STORED RECORDS
+++
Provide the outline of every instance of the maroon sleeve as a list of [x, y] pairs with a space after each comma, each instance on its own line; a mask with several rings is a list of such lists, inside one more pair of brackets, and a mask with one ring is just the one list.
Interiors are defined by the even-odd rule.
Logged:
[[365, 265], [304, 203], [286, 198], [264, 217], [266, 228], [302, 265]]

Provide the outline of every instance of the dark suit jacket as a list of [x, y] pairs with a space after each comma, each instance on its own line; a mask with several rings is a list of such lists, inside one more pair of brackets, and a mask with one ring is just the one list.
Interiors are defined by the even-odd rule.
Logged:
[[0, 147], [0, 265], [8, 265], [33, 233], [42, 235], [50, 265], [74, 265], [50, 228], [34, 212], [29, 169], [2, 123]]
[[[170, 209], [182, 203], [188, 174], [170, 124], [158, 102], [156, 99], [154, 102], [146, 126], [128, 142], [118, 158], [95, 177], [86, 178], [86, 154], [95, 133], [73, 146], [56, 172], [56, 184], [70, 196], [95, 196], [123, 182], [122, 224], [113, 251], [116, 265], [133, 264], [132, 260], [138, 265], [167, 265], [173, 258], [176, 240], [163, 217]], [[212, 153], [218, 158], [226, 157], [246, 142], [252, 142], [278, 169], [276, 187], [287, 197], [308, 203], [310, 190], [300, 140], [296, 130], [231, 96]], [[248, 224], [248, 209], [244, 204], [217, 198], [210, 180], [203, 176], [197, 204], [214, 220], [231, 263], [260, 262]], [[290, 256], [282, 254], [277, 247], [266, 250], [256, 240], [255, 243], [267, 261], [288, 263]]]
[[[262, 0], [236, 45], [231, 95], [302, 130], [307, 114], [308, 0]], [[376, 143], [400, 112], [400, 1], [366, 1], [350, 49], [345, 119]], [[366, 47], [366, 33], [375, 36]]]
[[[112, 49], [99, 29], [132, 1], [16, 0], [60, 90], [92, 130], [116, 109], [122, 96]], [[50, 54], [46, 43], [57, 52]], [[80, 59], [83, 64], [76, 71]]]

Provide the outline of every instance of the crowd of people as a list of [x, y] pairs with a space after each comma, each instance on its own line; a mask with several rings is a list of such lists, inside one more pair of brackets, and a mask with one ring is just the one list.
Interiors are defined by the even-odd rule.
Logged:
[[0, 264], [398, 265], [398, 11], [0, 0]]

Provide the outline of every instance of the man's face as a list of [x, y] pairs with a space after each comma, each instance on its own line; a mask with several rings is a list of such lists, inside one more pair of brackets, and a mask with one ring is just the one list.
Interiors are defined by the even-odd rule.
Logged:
+++
PROBLEM DETAILS
Please reproduce the data above, starting at the line that contains "Provide the outline of every instance of the crowd" and ending at the end of the data. Keep the requests unchanged and raise every coordinate in the answers by 149.

ANSWER TO THE TASK
Provide the outline of every instance of the crowd of people as a list of [x, y] pairs with a space after each comma, each instance on its own line; a mask with several rings is a list of such lists, inside one more pair of brackets, and a mask with one ring is just the one list.
Interiors are defined by the even-odd rule.
Logged:
[[149, 413], [547, 414], [547, 160], [149, 149]]

Provide the outline of every instance of the man's face as a list of [x, y] pairs with a space after each comma, each instance on its own line; a mask with several rings is a list of such lists, inside one more pair of brackets, and a mask with one ring is just the one list.
Interiors are defined by the even-odd rule.
Logged:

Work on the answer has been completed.